## Written instruction
Convert each of the records below into a JSON list of strings, with one string per line and any blank lines dropped.

Data items
-=-=-
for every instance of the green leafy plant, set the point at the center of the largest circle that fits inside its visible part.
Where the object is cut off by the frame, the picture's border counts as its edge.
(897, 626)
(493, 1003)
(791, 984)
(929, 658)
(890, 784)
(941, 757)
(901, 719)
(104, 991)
-=-=-
## Problem solution
[
  "for every instance of the green leafy plant, set the point at the center of the largest circle that fits inside its visible part.",
  "Where the object is cut off by the frame, the picture's border counts as its edge.",
  "(897, 626)",
  "(493, 1003)",
  "(791, 984)",
  "(929, 658)",
  "(890, 784)",
  "(941, 757)",
  "(901, 719)",
  "(104, 991)"
]